It's hard to know what is causing performance issues without seeing more code. Here's a few educated guesses:

- One thing that can make a big difference to performance is the location of the data you're dealing with in memory. A contiguous array of objects is usually much quicker than an array of pointers to objects. I think in C# to do that you need the items in the array to be structs instead of classes. This type of issue can also make performance vary randomly depending on how lucky you are with where the allocator puts the data.

- Floating point maths can have a few hidden performance issues. Firstly if the data ends up with denormalized / NaN / Inf values the CPU will process them much slower than other values (IIRC over 10x slower in some cases). Secondly as reordering floating point operations affects the result the compiler will normally avoid it. As an example try these alternate lines:

float corners = (corner1 + corner2 + corner3 + corner4) * 0.25F;
float corners = ((corner1 + corner2) + (corner3 + corner4)) * 0.25F;

The results should be very similar, but performance may not be. The second version reduces the dependency chain by one.

Information supplied:
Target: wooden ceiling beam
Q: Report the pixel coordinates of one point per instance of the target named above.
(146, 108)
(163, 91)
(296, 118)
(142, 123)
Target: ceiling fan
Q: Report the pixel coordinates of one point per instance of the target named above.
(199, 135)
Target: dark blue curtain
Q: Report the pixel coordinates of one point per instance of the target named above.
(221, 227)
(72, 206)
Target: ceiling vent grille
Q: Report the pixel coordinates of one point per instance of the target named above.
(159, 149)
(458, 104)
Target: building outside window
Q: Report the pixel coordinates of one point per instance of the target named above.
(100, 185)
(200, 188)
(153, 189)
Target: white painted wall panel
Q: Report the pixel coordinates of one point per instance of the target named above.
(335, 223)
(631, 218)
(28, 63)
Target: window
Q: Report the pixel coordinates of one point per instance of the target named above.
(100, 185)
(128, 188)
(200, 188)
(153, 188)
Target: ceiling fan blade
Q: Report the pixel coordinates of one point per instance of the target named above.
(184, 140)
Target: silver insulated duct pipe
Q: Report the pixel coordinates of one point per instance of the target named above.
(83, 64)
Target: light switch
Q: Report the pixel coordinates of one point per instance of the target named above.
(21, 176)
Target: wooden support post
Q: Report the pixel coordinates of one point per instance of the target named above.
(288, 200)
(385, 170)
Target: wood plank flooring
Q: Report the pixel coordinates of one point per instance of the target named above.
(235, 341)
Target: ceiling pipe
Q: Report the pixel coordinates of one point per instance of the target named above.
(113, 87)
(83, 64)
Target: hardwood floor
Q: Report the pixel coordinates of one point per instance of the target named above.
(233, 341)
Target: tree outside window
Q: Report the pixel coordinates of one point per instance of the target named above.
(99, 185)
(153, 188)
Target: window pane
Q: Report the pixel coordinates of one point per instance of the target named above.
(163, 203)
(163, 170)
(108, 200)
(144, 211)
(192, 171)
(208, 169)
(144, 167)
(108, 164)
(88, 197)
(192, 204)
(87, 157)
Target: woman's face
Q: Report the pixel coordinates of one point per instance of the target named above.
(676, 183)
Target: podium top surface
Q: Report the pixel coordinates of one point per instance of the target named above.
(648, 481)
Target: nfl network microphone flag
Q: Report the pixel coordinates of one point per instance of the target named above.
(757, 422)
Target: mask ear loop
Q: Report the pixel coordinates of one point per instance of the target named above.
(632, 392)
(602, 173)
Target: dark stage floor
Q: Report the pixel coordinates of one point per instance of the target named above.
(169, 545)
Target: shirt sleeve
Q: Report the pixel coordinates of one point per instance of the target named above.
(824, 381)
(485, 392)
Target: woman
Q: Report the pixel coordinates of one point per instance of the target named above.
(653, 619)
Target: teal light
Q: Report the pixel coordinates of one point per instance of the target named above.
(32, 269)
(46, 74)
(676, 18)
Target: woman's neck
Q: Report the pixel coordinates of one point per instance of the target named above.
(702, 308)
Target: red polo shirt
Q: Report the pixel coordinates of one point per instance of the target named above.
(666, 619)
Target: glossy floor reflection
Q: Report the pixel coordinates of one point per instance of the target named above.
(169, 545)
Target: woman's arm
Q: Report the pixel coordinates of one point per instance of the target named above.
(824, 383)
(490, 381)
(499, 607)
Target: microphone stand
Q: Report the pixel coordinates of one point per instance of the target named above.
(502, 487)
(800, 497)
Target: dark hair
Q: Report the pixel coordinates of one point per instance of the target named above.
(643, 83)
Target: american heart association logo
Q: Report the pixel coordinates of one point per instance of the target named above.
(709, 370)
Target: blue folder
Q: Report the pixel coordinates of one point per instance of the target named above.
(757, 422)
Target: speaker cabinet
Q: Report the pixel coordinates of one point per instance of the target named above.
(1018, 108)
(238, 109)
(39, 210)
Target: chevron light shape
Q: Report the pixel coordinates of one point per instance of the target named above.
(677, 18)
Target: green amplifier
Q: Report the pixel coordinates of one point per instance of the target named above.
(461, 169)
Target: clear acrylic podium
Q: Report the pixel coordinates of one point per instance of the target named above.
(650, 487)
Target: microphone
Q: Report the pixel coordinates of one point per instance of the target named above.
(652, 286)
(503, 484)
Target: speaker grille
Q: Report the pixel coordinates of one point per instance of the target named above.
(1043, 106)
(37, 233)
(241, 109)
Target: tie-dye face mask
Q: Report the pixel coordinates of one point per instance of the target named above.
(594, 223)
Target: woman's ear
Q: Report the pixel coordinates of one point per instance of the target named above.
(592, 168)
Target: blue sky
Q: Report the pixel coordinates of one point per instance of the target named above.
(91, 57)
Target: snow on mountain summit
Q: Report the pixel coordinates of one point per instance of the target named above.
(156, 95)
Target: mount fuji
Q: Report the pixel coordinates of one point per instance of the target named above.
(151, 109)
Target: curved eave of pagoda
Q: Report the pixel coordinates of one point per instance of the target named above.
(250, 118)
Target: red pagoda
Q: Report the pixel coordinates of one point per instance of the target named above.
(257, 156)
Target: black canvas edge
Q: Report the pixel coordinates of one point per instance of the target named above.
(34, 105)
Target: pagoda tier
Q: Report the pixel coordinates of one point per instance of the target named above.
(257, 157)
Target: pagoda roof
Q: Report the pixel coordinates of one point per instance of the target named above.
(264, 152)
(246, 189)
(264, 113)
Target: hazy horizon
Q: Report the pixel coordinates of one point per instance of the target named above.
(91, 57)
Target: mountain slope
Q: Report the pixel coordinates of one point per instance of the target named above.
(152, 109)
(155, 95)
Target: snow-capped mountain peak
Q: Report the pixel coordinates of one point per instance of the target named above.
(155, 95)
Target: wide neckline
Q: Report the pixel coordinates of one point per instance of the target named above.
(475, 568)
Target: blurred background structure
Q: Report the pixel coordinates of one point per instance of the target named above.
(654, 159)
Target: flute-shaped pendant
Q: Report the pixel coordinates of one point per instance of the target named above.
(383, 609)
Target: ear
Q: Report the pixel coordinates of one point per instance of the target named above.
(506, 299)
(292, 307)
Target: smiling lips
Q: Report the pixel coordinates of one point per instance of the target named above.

Exercise instructions:
[1] Reproduce the performance advice in full, word for word.
[2] Locate every line in the listing that contains the string "dark" and copy each of those lines.
The performance advice and the listing are independent of each other.

Solutions to each task:
[1]
It's hard to know what is causing performance issues without seeing more code. Here's a few educated guesses:

- One thing that can make a big difference to performance is the location of the data you're dealing with in memory. A contiguous array of objects is usually much quicker than an array of pointers to objects. I think in C# to do that you need the items in the array to be structs instead of classes. This type of issue can also make performance vary randomly depending on how lucky you are with where the allocator puts the data.

- Floating point maths can have a few hidden performance issues. Firstly if the data ends up with denormalized / NaN / Inf values the CPU will process them much slower than other values (IIRC over 10x slower in some cases). Secondly as reordering floating point operations affects the result the compiler will normally avoid it. As an example try these alternate lines:

float corners = (corner1 + corner2 + corner3 + corner4) * 0.25F;
float corners = ((corner1 + corner2) + (corner3 + corner4)) * 0.25F;

The results should be very similar, but performance may not be. The second version reduces the dependency chain by one.

[2]
Target: dark blue curtain
Target: dark stage floor
Target: dark hair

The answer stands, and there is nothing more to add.